● **Goal of the exercise**: Rewrite all of the data below with "vertex pairs" changed to "coordinate pairs" and nothing else altered. Omit the pictures from your version.

(Data entries)

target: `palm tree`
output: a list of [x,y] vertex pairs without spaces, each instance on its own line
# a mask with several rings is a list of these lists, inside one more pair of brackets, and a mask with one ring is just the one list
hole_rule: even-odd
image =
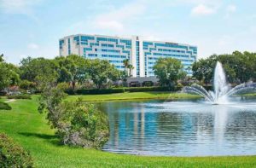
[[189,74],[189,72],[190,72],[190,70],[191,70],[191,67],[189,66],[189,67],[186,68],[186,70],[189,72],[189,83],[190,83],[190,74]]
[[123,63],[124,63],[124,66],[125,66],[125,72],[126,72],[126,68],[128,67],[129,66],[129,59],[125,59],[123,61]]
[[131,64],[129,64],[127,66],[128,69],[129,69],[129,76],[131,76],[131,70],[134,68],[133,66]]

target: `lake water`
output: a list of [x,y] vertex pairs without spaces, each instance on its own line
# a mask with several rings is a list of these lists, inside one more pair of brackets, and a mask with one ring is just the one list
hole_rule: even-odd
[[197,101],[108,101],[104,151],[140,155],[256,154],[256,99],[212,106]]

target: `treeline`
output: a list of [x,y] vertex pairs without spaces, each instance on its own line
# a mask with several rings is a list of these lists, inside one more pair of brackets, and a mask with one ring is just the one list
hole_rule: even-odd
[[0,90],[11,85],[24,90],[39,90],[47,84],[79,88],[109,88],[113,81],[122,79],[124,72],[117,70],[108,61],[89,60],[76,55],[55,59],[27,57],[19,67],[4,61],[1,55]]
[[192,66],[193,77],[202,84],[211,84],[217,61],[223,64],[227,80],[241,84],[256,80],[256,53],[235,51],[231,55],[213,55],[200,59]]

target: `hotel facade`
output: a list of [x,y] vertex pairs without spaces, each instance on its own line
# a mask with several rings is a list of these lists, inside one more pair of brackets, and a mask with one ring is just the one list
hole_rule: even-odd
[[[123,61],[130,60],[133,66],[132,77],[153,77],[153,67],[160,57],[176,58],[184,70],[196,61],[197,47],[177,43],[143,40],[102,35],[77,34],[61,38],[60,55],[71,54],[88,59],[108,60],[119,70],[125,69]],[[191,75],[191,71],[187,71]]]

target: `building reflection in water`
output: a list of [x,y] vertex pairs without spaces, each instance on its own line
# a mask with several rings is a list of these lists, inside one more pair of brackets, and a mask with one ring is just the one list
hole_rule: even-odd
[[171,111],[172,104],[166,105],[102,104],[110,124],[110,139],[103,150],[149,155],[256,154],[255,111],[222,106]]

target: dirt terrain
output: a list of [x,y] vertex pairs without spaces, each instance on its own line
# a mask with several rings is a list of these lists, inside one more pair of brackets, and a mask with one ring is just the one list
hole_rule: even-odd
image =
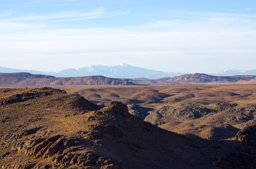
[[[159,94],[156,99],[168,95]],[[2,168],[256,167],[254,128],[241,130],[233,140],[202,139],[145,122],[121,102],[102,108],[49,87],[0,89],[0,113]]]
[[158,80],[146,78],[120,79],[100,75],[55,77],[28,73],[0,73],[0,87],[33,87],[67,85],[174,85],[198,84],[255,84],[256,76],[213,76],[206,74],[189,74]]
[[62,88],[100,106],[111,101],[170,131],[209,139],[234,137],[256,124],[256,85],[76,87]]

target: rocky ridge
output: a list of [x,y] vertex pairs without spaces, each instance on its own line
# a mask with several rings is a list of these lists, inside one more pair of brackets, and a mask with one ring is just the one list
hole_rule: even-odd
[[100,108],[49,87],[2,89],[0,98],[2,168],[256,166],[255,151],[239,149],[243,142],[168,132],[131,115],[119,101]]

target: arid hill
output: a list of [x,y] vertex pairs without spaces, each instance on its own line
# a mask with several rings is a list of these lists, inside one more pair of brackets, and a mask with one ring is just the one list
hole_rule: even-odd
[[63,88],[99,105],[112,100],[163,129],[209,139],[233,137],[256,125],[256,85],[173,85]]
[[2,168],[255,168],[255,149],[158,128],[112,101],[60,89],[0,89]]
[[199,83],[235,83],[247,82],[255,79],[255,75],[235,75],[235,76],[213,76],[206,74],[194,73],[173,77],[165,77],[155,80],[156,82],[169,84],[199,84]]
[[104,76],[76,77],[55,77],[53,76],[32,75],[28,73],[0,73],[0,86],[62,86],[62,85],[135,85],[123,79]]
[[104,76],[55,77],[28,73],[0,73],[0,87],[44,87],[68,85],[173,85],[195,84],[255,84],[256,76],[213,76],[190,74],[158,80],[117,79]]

● **Reply**:
target: `palm tree`
output: a list of [x,y] coordinate pairs without spaces, each instance on its own line
# a mask with several rings is a list of these lists, inside one more pair of brackets, and a mask with one ring is just the one list
hole_rule: even-odd
image =
[[189,74],[189,72],[190,72],[190,70],[191,70],[191,67],[189,66],[189,67],[186,68],[186,70],[189,72],[189,83],[190,83],[190,74]]
[[123,63],[124,63],[124,66],[125,66],[125,72],[126,72],[126,68],[128,67],[129,66],[129,59],[125,59],[123,61]]
[[131,64],[129,64],[127,66],[128,69],[129,69],[129,76],[131,76],[131,70],[134,68],[133,66]]

target: `lake water`
output: a list of [x,y] coordinate pairs without spaces, each instance on its own line
# a mask with several rings is a list of these lists, inside one more pair of brackets, and a mask with one ring is just the one list
hole_rule: even-odd
[[197,101],[108,101],[104,151],[140,155],[256,154],[256,99],[212,106]]

target: `treeline`
output: a list of [x,y] coordinate pairs without spaces, each instance on its own line
# a mask with several rings is a list of these lists, inside one more pair of brackets, and a mask with one ring is just the one list
hole_rule: even-odd
[[0,90],[11,85],[24,90],[39,90],[47,84],[79,88],[109,88],[113,81],[122,79],[124,72],[117,70],[108,61],[89,60],[76,55],[55,59],[27,57],[19,67],[4,61],[1,55]]
[[192,66],[193,77],[202,84],[211,84],[217,61],[223,64],[227,80],[241,84],[256,80],[256,53],[235,51],[231,55],[213,55],[200,59]]

target: `hotel facade`
output: a list of [x,y] coordinate pairs without spaces, each instance on its own line
# a mask with several rings is a list of these lists, inside one more pair of brackets, and a mask with one ring is just the one list
hole_rule: even-odd
[[[123,61],[130,60],[133,66],[132,77],[153,77],[153,67],[160,57],[176,58],[184,70],[196,61],[197,47],[177,43],[143,40],[102,35],[77,34],[61,38],[60,55],[71,54],[88,59],[108,60],[119,70],[125,69]],[[191,75],[191,71],[187,71]]]

target: `building reflection in water`
output: a list of [x,y] coordinate pairs without spaces, each instance on its own line
# a mask with several rings is a list of these lists, inside one more pair of brackets, and a mask with one ring is just the one list
hole_rule: even-odd
[[171,111],[172,104],[166,105],[102,104],[110,124],[110,139],[103,150],[149,155],[256,154],[255,111],[222,106]]

target: dirt terrain
output: a list of [x,y] coordinate pairs without spaces, each instance on its own line
# a mask with several rings is a list of these lists, inside one more pair of brackets, and a mask with one ring is just the one list
hole_rule: even-odd
image =
[[[159,94],[156,99],[168,95]],[[2,168],[256,167],[254,128],[241,130],[233,140],[202,139],[145,122],[121,102],[102,108],[49,87],[0,89],[0,113]]]
[[158,80],[146,78],[120,79],[100,75],[55,77],[28,73],[0,73],[0,87],[33,87],[67,85],[174,85],[198,84],[255,84],[256,76],[213,76],[206,74],[189,74]]
[[62,88],[100,106],[111,101],[170,131],[209,139],[234,137],[256,124],[256,85],[76,87]]

target: rocky ridge
output: a list of [x,y] coordinate pairs without spaces, each instance on its own line
# a mask with several rings is a list of these lists, inside one more pair of brackets, and a mask with one ring is just the one list
hole_rule: even-odd
[[100,108],[49,87],[2,89],[0,98],[2,168],[256,166],[255,151],[239,149],[243,142],[168,132],[131,115],[119,101]]

target: arid hill
output: a list of [x,y] coordinate pairs without spaces, each instance on its own line
# a mask with several rings is a list of these lists, inside one more pair of brackets, and a mask with one ring is just the one list
hole_rule: even-odd
[[63,88],[99,105],[112,100],[163,129],[209,139],[233,137],[256,125],[256,85],[173,85]]
[[2,168],[255,168],[255,149],[158,128],[112,101],[60,89],[0,89]]
[[199,83],[235,83],[247,82],[255,79],[255,75],[235,75],[235,76],[213,76],[206,74],[194,73],[173,77],[165,77],[155,80],[156,82],[169,84],[199,84]]
[[104,76],[76,77],[55,77],[53,76],[32,75],[28,73],[0,73],[0,86],[62,86],[62,85],[135,85],[123,79]]
[[104,76],[55,77],[28,73],[0,73],[0,87],[44,87],[68,85],[173,85],[195,84],[255,84],[256,76],[213,76],[190,74],[158,80],[117,79]]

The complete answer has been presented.